Entries for pointing and labeling:
--

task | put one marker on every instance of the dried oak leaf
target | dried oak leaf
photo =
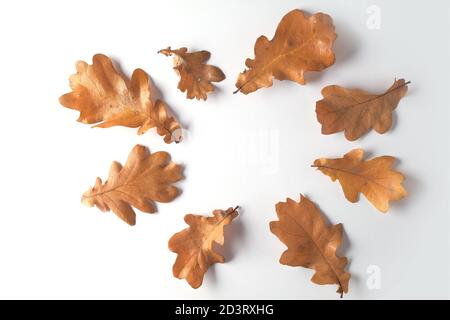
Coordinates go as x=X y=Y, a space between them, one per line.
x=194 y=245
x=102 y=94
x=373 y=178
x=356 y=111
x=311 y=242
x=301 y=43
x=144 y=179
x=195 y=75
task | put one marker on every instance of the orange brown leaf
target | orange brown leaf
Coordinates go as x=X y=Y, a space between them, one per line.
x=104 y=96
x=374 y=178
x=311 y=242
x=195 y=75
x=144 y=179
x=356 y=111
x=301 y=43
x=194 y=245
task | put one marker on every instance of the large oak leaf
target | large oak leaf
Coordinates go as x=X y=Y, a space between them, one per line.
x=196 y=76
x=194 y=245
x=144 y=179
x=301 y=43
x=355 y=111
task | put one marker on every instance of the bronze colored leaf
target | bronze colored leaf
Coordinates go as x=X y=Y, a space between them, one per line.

--

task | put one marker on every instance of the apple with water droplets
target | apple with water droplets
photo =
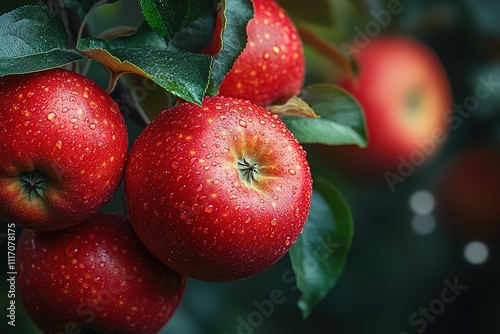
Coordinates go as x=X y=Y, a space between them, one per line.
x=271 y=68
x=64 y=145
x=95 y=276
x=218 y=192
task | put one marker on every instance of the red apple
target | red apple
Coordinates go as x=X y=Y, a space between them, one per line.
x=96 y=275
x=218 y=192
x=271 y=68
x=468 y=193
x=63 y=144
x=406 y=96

--

Locate every line in the records that contains the word "dried", and copy each of those lines.

Answer for this exercise:
task | put one marker on every instance of the dried oak leaf
target | dried oak leaf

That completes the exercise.